(Records provided)

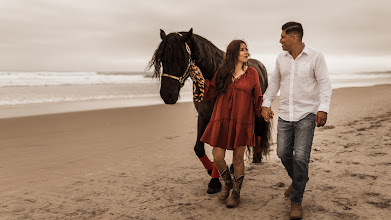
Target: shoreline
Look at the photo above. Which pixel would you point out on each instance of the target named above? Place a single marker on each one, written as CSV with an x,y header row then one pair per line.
x,y
36,109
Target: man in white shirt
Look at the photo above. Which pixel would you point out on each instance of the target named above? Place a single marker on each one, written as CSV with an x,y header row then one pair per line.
x,y
305,92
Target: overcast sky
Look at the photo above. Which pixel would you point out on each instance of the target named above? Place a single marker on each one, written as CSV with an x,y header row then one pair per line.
x,y
121,35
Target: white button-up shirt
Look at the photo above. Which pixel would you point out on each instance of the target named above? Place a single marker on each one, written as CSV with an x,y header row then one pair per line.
x,y
303,83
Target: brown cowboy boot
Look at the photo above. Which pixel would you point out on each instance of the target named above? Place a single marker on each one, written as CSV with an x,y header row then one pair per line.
x,y
234,199
226,176
296,211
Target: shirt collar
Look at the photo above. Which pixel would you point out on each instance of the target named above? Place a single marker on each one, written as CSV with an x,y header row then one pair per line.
x,y
305,50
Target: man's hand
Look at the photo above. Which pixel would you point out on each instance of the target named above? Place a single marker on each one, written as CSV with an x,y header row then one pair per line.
x,y
267,114
321,118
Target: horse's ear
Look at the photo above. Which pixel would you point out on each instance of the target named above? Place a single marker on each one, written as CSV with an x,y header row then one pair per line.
x,y
162,34
188,35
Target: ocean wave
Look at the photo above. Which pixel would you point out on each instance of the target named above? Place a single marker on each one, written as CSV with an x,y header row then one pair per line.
x,y
10,79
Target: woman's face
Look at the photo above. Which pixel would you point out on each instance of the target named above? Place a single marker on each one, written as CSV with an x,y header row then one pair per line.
x,y
243,53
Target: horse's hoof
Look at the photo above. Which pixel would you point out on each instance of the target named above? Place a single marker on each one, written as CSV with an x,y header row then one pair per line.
x,y
214,186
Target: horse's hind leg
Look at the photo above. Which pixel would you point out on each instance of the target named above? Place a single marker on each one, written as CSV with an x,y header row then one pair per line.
x,y
214,185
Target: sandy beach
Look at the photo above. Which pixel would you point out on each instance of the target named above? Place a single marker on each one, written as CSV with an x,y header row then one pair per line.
x,y
139,163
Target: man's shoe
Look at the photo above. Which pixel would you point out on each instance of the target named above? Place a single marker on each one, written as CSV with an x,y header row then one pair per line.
x,y
288,191
296,211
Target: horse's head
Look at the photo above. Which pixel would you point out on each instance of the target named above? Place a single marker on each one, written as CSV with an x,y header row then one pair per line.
x,y
174,55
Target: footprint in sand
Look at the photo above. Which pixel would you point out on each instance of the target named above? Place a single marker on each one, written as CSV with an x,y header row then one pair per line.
x,y
378,200
363,176
377,154
327,127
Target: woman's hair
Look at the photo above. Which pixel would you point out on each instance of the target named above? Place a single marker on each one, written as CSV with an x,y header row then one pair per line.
x,y
227,68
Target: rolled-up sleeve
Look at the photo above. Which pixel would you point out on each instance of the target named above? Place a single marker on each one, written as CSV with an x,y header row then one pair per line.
x,y
323,80
273,87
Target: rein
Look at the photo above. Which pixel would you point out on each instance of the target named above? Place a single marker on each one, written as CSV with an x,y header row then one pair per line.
x,y
187,72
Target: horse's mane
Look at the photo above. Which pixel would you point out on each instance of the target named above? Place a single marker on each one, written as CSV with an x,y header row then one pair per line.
x,y
205,54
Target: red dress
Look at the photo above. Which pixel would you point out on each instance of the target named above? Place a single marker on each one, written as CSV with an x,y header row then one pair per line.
x,y
233,118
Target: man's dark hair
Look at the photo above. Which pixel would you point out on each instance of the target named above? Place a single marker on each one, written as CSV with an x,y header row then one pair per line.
x,y
293,27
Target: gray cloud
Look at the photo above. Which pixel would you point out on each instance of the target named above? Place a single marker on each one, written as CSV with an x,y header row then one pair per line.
x,y
100,35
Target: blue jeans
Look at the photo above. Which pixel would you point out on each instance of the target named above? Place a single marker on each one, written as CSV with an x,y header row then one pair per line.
x,y
294,142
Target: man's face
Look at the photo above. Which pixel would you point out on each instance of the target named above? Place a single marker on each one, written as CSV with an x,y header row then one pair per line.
x,y
286,41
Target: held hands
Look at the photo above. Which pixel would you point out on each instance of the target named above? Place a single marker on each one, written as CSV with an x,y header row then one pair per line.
x,y
267,114
321,118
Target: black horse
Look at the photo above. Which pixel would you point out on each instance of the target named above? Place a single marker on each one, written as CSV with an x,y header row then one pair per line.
x,y
174,54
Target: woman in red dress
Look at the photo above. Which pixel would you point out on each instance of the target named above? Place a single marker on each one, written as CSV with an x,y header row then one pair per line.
x,y
238,98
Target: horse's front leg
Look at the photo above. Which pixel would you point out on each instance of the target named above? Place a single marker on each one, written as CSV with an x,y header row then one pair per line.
x,y
214,185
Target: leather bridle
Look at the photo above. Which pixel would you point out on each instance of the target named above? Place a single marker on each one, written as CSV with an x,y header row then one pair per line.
x,y
182,78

(End Records provided)

**Aim of the task**
Pictures stay out; everything else in the listing above gets restated word for word.

**Written reply**
Target: shoreline
Look at the photo above. Which pixel would you point out on each instance of the target named above? Place a single marker on each one, written as CSV with an x,y header row then one pair per line.
x,y
36,109
Target: man in white shirt
Look at the photo above. Which pixel would you point out on each instance of the target named above? Place a single marker on each one, written as CSV with an x,y header row then one pair per line.
x,y
305,92
Target: overcast sky
Look at the photo above. Which pixel would you point out on each instance of the target named above? Place a single marker on each one, written as CSV with an x,y header row then one pair per line.
x,y
121,35
Target: white button-up shirt
Look at the photo above. Which pixel would you point out on each instance of the target named above? Place a single marker on each one, written as CSV with an x,y header row then one pair per line.
x,y
303,83
Target: brown cowboy boot
Look at the photo above. Which pixel would you point out on each instance of the target named above? Place a single marker on each one, written as CSV with an x,y header row then one pair per line.
x,y
234,199
226,176
296,211
Target: shirt collar
Look at the photo above. Which pixel would you point out on each instance of the target named above? Place a single marker on each one, written as CSV with an x,y header row then one pair per line.
x,y
305,50
Target: man's hand
Look at the photo above. Which pixel would you point out on each instance of the target named above? Place a single marker on each one, written as CSV with an x,y header row then one pair per line.
x,y
267,114
321,118
Target: horse's ear
Look at the photo above. Which pixel would you point out on each instance of the target named above? Place a single marker on each one, written as CSV with an x,y header row then one pair per line.
x,y
162,34
188,35
Target: ocean wave
Look at the photo above. Which pixel would you point out on each instance of the target named above? Place a single marker on each one, written as CSV with an x,y header row then one pair per line.
x,y
10,79
Target: woman's face
Look at the photo above. Which pixel would you point out on each instance of the target named above? Place a single marker on each one, written as CSV with an x,y header row then one pair per line.
x,y
243,53
Target: horse's hoof
Look at the photo above. Which pixel would you point out on each instance of the target named above? Place a single marker on each one, written as CSV with an x,y header row then one pair per line.
x,y
214,186
Target: horse's hind leg
Look at the photo above. Which pixel would you point out on each instance of the target named above? Place a single marker on each one, written as CSV with an x,y header row then one pair per line.
x,y
214,185
Target: sandy beach
Look at the photo above. Which pixel would you point out on each instance of the target named above? Place a single marker on each one, written as CSV with an x,y header row then one pair per line.
x,y
139,163
Target: man's shoe
Look at the photo above. Which pixel would you point out on each instance of the target named above? Place a single marker on each one, written as CSV with an x,y header row then one pair per line.
x,y
288,191
296,211
Target: horse's head
Look at the photo above. Which pixel would you point out on each instance of the target named above? Place a single marker on each one, written as CSV with an x,y header row then one pair per line.
x,y
174,55
Target: footprint in sand
Look at the photo above. Which pixel would you point out on each instance of the target named above? Place a single marker on each one, written as CSV with an x,y header row then one pair per line.
x,y
378,200
363,176
377,154
327,127
Target: woman's hair
Look at the photo above. Which pixel would you point out on each instance of the target named above? Place a single marker on each one, written as CSV with an x,y header row then one pair per line.
x,y
227,68
Target: rolled-up sleeve
Look at the photo above. Which pixel would you point out on each instance of the target named above? Place a single marker on each one, written as CSV with an x,y header row then one pair per line.
x,y
323,80
273,87
Target: rein
Look at the photo above. Which pixel would you point out on each instance of the target named above? Place a single marker on each one, written as CSV with an x,y header row then one pair per line.
x,y
187,72
Target: horse's mane
Look at the photo above. Which pixel would you point out on each instance of the target named above? Place a single marker on each one, written as CSV with an x,y header row then one pair per line.
x,y
205,54
Target: red dress
Look at the photo above. Which pixel would you point out on each instance of the target named above? Place a single marker on each one, written as CSV with an x,y header row then one pair per line.
x,y
233,118
Target: man's dark hair
Look at the photo above. Which pixel would you point out on each instance of the target named above? Place a single marker on each one, written as CSV with an x,y header row then one pair per line.
x,y
293,27
Target: gray cloud
Look at the photo above. Which pixel would you point out on each instance of the target named above? Place a single marker on each one, written as CSV with an x,y header row then one pair per line.
x,y
100,35
Target: blue jeans
Look at the photo above. Which pixel would you point out on each instance of the target named above? Place a single marker on each one, written as CSV with an x,y header row then one pair per line.
x,y
294,142
Target: man's face
Look at the photo above. Which pixel would you point out on each instance of the target named above? Place a single marker on each one, written as CSV with an x,y header row then one pair per line.
x,y
286,41
Target: held hands
Look at the photo above. Which pixel would you point out on each instance of the target named above? Place a single marker on each one, written as CSV with an x,y header row then one pair per line.
x,y
267,114
321,118
Target: black horse
Look at the photo above. Which pixel would you point out on each instance of the target named above? Place a single marker on each one, written as CSV with an x,y header row then one pair per line.
x,y
174,54
Target: woman in red dress
Look at the photo above. Which pixel would you point out on each instance of the target named above? Place a single marker on each one, written as CSV with an x,y header row then one pair per line.
x,y
238,98
Target: horse's front leg
Look at the photo above. Which pixel would you point out on each instance of the target named above? Place a single marker on each one, written as CSV with an x,y header row then one pair per line.
x,y
214,185
Target: leather bridle
Look at the photo above. Which pixel would you point out on each instance of the target named above? Place a single marker on each one, written as CSV with an x,y header row then one pair per line.
x,y
182,78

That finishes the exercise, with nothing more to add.